> [Aim]
Quote, word for word, every line starting at the line that contains "Reviewer note: confirm that every instance of the green grass" and ending with the last line of the records; include both of these lines and no others.

> [Extracted records]
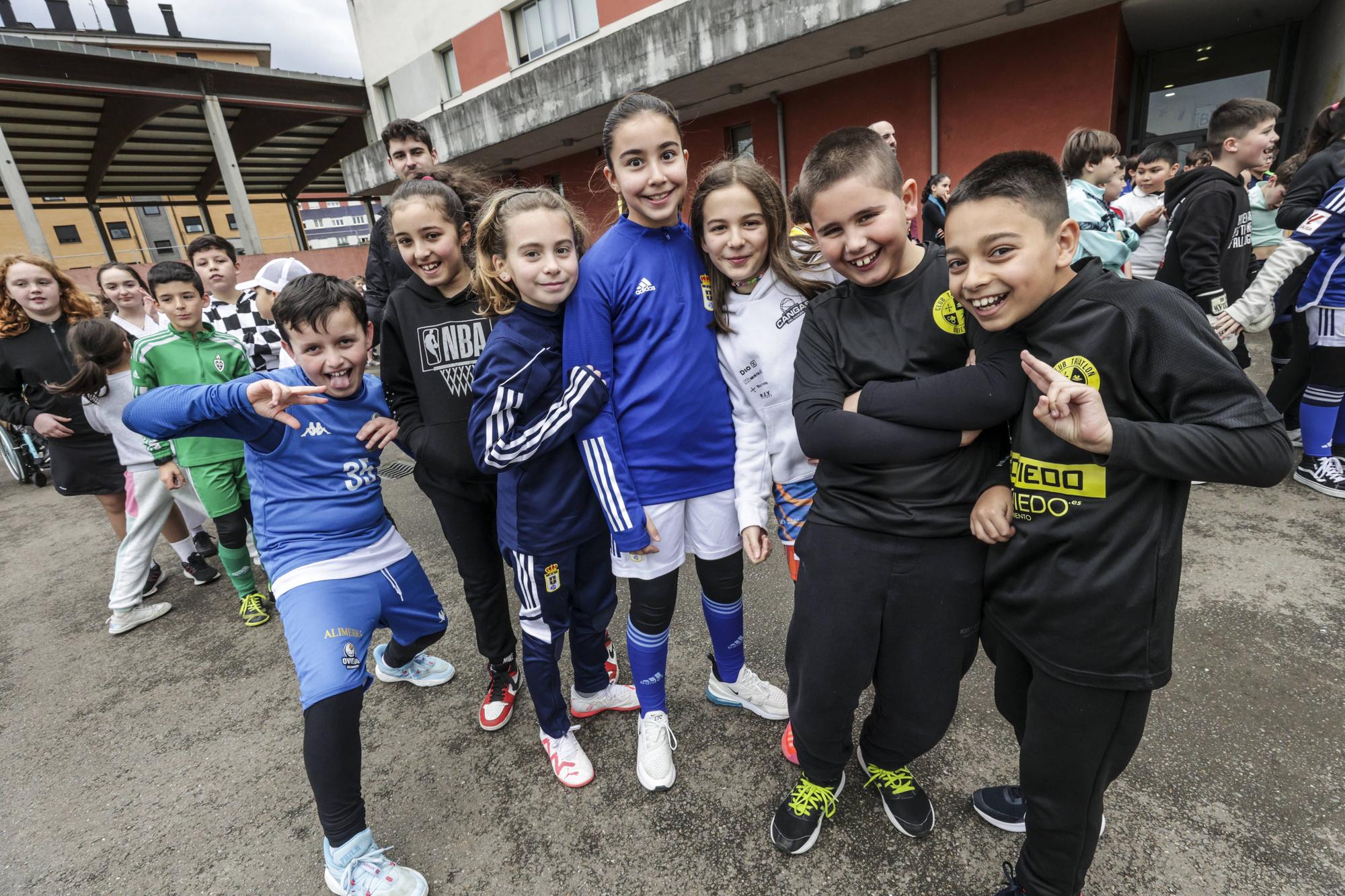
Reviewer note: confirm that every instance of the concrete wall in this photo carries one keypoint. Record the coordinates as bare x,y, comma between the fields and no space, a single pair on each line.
1321,52
345,261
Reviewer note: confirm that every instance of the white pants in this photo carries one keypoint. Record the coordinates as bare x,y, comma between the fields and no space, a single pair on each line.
707,526
135,553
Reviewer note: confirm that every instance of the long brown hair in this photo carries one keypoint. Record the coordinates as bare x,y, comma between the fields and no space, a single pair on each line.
75,303
96,345
781,259
497,296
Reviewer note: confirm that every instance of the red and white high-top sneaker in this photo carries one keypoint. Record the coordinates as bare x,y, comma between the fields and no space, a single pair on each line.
501,693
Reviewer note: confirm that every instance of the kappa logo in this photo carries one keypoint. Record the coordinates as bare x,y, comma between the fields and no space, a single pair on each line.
349,658
949,315
1079,369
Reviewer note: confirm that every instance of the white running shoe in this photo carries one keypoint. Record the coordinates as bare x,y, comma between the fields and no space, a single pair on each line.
654,758
423,670
617,697
360,868
138,615
570,762
750,692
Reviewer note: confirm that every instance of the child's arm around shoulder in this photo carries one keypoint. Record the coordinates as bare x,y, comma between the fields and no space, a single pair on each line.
1213,425
828,432
506,427
252,409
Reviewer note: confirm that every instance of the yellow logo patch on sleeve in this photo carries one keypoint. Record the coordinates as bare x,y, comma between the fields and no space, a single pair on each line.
949,315
1079,369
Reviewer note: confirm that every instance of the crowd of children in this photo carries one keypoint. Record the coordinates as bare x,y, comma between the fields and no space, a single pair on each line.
954,438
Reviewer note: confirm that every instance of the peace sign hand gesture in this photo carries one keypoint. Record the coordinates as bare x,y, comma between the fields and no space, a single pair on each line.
270,399
1073,411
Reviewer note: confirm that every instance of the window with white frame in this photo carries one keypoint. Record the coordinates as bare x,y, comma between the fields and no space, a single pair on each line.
543,26
449,60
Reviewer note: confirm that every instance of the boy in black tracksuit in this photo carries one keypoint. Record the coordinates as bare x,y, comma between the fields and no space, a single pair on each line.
891,581
1135,399
430,350
1210,220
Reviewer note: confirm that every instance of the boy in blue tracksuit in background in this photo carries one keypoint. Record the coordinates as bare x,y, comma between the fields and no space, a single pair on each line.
337,564
527,409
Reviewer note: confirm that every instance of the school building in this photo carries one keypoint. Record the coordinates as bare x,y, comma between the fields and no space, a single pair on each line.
523,87
118,143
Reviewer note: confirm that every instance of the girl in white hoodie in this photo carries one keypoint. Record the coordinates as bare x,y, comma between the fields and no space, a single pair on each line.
761,292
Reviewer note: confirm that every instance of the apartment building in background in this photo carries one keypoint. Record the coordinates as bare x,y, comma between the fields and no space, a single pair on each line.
523,87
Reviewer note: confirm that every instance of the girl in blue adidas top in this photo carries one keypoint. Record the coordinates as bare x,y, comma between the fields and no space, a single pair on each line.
661,450
337,564
525,413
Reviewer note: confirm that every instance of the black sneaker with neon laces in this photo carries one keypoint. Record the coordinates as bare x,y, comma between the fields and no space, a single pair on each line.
798,821
198,571
905,801
205,545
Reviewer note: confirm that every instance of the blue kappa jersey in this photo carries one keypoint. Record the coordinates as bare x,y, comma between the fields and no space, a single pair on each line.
642,317
315,490
1324,231
525,413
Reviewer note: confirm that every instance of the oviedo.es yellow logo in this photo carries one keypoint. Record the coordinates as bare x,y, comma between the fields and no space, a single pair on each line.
949,315
1079,369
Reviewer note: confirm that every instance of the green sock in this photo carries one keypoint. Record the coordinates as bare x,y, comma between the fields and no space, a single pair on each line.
237,564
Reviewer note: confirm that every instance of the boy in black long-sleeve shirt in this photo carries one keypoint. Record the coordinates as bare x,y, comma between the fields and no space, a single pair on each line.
1210,231
890,585
1135,399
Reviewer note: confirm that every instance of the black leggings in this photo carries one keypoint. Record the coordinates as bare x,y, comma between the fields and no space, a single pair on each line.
233,526
653,600
1073,743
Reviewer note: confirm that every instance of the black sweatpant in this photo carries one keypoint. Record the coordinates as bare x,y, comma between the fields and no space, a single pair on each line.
899,612
467,518
1073,743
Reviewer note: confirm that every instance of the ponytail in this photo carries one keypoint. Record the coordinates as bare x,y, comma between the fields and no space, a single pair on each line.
96,345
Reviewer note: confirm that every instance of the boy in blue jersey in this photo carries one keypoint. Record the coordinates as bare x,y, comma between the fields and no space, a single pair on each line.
1323,303
338,565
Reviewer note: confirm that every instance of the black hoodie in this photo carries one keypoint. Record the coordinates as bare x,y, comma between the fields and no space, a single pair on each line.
430,353
1210,237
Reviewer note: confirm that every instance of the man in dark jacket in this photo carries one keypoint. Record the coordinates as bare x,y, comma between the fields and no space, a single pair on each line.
1210,232
410,150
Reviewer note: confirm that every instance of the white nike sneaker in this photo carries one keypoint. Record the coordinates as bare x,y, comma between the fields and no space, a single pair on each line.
617,697
570,762
750,692
360,868
138,615
654,758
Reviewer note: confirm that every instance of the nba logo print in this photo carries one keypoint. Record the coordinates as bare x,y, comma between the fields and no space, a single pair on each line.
430,338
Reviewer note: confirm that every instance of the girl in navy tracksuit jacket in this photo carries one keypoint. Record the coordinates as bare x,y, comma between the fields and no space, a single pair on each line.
527,409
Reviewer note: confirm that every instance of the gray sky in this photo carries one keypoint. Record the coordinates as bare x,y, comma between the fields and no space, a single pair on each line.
305,36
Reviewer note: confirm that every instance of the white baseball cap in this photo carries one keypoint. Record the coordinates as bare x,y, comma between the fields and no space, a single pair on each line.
276,274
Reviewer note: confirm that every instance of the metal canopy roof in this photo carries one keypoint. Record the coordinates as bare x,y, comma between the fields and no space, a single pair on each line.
93,122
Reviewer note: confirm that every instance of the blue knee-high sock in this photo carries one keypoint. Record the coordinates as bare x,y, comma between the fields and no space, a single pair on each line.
649,657
1319,416
726,624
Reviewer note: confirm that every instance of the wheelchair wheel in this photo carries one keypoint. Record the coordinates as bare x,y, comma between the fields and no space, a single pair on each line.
13,459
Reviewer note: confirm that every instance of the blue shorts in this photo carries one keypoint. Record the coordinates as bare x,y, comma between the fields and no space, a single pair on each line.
329,624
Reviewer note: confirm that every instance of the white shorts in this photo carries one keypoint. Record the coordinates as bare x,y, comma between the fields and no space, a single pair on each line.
707,526
1325,326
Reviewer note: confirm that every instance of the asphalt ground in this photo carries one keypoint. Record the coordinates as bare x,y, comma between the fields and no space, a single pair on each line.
167,760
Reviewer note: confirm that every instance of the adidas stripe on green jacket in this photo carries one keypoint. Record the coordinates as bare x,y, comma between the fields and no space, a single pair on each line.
177,358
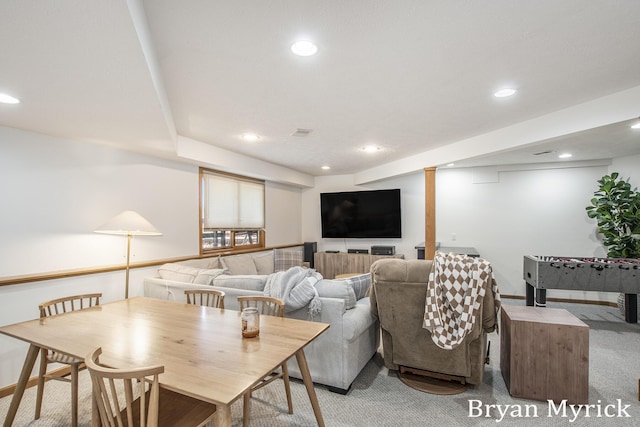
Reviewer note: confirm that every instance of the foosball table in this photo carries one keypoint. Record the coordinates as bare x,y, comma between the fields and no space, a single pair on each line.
619,275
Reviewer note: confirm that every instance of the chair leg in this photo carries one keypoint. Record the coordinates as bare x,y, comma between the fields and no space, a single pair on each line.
74,395
246,409
287,387
41,373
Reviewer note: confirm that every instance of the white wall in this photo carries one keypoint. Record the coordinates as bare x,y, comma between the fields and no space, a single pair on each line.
531,211
628,168
55,192
527,212
412,206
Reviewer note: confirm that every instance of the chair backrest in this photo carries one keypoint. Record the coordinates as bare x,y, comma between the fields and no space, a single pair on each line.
113,391
269,306
208,297
69,303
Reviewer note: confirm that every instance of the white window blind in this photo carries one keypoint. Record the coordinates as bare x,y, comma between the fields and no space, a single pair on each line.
232,203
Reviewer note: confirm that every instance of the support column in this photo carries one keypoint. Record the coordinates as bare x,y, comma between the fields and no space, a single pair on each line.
429,212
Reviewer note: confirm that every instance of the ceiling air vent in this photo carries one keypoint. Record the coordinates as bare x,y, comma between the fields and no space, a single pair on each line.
301,132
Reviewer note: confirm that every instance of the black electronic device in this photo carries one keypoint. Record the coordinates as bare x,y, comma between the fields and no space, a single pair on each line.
358,251
373,214
383,250
310,249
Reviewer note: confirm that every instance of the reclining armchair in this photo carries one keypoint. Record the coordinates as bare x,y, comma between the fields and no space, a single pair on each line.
398,295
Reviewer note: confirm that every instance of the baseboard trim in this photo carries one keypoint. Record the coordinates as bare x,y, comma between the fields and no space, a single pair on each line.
568,300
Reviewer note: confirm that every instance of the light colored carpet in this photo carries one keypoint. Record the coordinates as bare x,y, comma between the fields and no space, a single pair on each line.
379,398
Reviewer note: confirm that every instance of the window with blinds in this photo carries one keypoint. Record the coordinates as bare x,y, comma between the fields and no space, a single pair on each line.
232,211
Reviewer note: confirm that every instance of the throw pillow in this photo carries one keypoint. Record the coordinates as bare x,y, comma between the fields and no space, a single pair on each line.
264,263
337,289
246,282
360,284
215,263
284,259
205,277
178,272
239,264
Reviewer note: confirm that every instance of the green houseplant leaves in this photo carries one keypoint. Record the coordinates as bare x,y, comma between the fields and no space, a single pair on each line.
616,207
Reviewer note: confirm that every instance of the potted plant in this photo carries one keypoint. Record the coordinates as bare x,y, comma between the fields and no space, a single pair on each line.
616,208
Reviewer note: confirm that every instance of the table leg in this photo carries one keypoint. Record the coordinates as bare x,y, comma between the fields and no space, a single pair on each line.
306,378
21,385
631,308
222,417
541,297
529,292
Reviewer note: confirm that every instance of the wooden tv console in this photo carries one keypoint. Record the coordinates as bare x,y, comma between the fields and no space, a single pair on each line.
331,264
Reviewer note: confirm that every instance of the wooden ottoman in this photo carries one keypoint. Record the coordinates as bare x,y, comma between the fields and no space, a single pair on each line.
544,354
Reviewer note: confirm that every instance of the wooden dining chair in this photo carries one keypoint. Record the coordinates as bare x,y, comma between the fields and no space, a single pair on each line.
205,297
52,308
133,397
268,306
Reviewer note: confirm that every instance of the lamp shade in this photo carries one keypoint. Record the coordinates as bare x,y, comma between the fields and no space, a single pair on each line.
128,223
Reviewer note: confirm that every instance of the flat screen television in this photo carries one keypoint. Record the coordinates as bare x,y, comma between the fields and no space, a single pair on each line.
373,214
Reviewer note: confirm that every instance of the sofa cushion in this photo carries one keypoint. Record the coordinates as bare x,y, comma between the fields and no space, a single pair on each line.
337,289
178,272
239,264
264,262
251,282
360,284
206,276
284,259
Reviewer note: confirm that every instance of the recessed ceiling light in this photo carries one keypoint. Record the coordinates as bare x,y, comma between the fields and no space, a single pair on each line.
8,99
371,149
304,48
503,93
250,137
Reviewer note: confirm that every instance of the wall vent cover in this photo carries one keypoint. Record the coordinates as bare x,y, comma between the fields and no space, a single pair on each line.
301,132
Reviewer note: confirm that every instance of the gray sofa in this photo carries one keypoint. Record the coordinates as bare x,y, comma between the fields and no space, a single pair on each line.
337,356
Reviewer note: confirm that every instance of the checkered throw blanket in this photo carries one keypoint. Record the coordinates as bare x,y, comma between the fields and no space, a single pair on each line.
457,285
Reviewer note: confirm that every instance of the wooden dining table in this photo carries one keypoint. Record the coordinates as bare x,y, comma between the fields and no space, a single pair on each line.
201,348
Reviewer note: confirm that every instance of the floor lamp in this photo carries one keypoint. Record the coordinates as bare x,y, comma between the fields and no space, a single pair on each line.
128,223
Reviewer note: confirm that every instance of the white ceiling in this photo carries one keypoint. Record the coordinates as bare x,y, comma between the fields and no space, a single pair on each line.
407,76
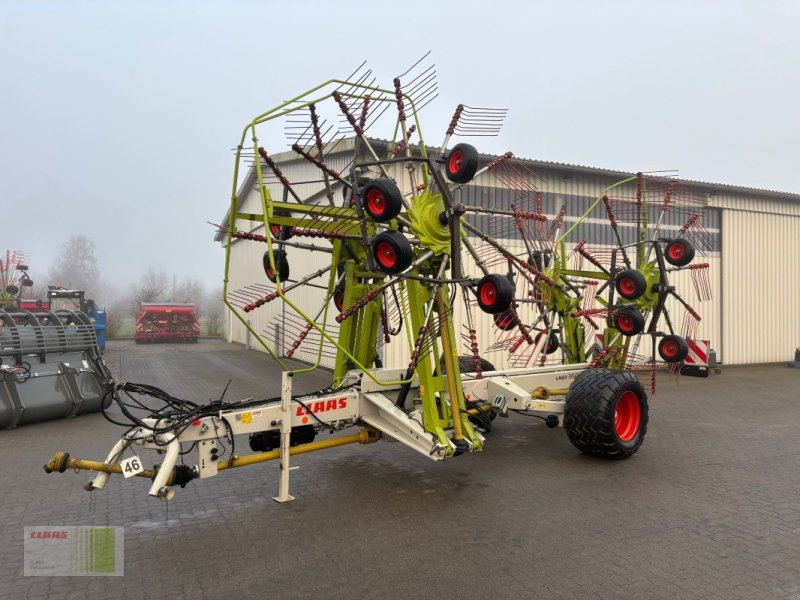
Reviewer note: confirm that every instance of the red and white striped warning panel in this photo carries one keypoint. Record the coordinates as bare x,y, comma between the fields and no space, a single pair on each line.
698,352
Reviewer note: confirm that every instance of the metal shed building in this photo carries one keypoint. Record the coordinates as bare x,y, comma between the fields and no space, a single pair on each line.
751,241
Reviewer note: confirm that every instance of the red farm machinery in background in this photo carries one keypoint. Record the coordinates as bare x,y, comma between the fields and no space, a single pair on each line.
167,322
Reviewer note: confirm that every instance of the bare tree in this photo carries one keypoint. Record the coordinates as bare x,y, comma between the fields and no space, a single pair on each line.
189,290
76,265
152,287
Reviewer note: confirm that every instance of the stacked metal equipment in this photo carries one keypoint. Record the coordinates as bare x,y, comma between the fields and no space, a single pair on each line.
50,366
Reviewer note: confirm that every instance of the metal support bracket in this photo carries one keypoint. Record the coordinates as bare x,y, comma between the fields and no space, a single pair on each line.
286,432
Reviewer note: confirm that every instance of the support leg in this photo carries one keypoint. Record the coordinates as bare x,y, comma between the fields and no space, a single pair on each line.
286,432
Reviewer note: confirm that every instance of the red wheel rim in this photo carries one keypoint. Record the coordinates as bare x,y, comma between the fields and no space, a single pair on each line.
627,416
626,323
676,251
488,294
376,203
456,160
669,349
627,286
386,255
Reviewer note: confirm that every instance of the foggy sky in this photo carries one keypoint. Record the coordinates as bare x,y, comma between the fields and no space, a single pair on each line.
117,119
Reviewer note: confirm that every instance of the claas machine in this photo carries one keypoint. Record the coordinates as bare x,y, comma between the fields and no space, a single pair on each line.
166,322
412,260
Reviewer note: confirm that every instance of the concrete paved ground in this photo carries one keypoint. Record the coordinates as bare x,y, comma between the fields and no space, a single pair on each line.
708,508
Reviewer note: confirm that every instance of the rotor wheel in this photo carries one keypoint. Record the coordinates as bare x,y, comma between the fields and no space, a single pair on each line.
392,252
673,348
495,294
629,321
462,163
631,284
679,253
381,199
606,413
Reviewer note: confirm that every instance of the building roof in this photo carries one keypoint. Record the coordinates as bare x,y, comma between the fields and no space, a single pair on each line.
347,144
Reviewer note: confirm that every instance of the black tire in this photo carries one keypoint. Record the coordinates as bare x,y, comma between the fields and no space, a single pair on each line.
679,253
392,252
552,341
495,294
629,321
281,264
631,284
466,364
462,163
381,199
673,348
605,413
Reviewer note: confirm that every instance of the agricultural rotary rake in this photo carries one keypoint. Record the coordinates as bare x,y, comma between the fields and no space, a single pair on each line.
408,259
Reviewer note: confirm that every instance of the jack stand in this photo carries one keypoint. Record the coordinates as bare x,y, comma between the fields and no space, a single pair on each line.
286,432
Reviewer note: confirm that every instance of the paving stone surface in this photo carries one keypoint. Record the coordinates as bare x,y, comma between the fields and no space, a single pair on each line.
708,508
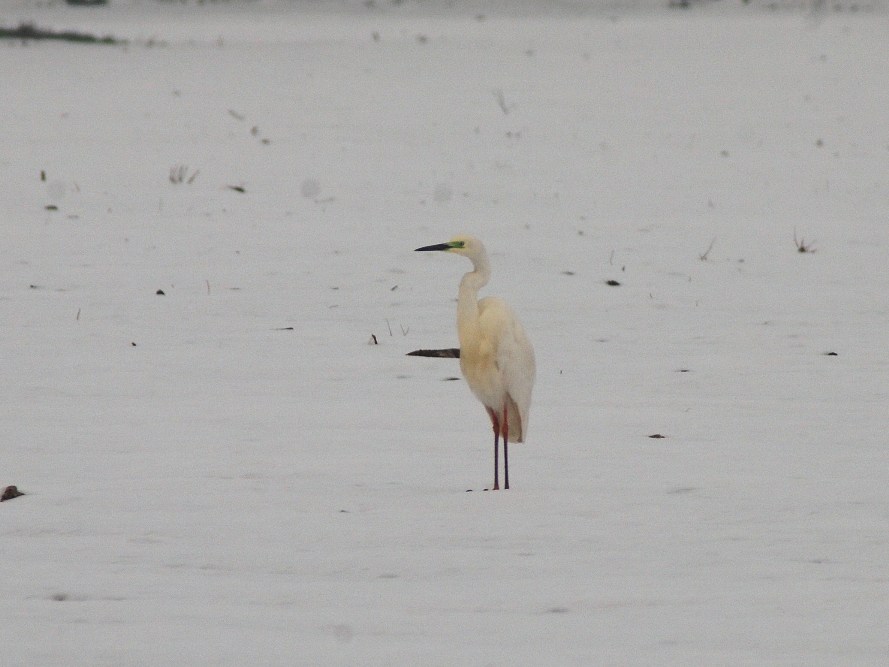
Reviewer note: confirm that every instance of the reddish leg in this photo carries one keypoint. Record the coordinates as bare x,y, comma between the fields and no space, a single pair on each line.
496,426
505,449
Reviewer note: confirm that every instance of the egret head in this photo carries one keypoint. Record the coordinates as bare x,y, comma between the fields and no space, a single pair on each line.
467,246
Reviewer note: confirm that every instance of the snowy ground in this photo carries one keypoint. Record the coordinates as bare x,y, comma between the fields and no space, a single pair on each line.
230,474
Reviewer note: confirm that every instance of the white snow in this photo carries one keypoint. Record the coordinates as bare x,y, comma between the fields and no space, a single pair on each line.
231,474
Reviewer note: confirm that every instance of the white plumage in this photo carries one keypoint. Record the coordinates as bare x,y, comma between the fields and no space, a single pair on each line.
496,356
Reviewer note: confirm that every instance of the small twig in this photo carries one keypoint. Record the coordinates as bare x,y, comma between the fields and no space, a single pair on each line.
703,256
801,245
449,353
501,102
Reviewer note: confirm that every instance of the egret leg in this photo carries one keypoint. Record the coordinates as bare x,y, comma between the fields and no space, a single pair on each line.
505,450
496,425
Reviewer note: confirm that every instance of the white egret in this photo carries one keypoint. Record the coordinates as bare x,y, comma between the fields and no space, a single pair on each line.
496,356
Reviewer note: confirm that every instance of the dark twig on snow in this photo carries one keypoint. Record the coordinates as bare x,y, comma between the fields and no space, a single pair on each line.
28,31
450,353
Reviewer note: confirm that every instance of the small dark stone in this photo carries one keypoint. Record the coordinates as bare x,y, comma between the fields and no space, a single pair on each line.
10,492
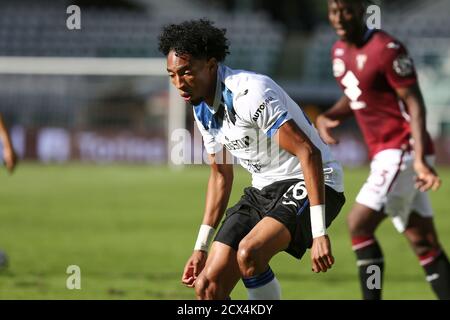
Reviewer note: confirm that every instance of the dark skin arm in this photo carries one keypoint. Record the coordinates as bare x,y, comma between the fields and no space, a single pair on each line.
292,139
333,118
427,177
217,195
8,152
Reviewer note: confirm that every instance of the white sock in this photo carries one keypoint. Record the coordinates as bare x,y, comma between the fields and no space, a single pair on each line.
264,286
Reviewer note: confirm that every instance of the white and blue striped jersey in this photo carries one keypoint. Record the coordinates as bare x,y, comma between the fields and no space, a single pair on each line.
248,110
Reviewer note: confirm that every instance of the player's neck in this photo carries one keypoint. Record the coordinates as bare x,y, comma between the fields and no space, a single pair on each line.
360,38
209,99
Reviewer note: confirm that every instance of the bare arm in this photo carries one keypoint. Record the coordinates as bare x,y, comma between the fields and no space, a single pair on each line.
333,118
218,192
8,152
292,139
217,195
426,175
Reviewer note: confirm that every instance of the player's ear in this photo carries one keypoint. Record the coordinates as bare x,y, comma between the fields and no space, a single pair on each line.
211,64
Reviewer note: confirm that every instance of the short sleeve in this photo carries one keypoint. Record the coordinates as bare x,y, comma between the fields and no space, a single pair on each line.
210,143
265,109
398,66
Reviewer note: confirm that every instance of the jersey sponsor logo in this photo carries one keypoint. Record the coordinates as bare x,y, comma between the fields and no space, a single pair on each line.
403,66
352,91
361,60
338,67
238,144
261,108
393,45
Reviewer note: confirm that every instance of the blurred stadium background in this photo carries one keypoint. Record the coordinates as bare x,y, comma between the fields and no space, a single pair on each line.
94,188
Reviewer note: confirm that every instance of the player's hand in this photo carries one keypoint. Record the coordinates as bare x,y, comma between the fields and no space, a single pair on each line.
10,158
324,126
193,267
321,256
427,177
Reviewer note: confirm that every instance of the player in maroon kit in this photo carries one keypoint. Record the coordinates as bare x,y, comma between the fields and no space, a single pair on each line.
381,90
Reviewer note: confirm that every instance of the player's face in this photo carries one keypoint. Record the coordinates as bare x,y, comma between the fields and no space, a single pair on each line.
194,78
346,17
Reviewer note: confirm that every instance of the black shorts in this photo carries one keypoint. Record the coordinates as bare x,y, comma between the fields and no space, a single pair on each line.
285,201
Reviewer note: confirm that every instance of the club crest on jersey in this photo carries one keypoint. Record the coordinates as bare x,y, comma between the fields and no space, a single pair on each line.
361,60
403,66
339,52
338,67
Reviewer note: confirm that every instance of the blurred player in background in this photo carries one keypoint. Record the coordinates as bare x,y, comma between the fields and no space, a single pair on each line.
381,90
291,201
10,160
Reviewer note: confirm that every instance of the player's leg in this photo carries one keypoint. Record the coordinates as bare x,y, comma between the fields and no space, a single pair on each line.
390,171
362,223
424,241
220,274
266,239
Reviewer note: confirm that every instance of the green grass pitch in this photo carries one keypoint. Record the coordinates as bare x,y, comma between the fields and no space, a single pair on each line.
131,228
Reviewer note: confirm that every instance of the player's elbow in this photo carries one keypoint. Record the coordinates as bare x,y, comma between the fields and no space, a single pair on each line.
309,152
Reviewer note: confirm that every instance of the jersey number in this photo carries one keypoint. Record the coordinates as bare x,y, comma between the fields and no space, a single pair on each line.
352,90
298,193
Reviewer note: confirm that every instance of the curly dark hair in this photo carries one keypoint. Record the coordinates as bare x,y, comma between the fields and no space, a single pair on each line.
198,38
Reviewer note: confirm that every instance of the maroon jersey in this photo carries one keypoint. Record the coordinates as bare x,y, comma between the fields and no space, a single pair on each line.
369,76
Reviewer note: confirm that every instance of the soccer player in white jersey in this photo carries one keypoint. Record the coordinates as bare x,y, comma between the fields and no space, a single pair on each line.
291,201
10,160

> [Full output]
Reviewer note: confirm that every instance of the green grass pitch in this photo carries one keypoint. Record the coordinates as bare x,y, comma between the fields and no space, a single pair on each line.
131,228
Reviewer note: confirm that every instance of the player's elbow in this photo carries one keypoint. Record the coordinates as bare x,y, comma between the fields and no space, a single pair on each line.
309,152
Reviewer note: confirm that every instance of the jersey number in this photo carries one keypoint. Record the coordinates as bare x,y, comma between the fields and no space, a single pair on each line.
352,90
298,193
Reviewer note: confirm that every instance of the curly dark hair in this photo carries one keypoint. Record the coordinates as bare x,y, comma between the fields and no space, a single pair on each line.
198,38
Reviewer note: confirm that every instance of the maroon jersey in this photo carries one keypoint. Record the coordinates as bare x,y, comma between the fields and no space, a single pair on each line.
369,76
Reviewer note: confirm that every instance of the soccer player in white jersey in this photo carries one keypoint. Record the coordinates as bare x,y, comma between the fields and no space, a single pair on each line.
291,201
10,160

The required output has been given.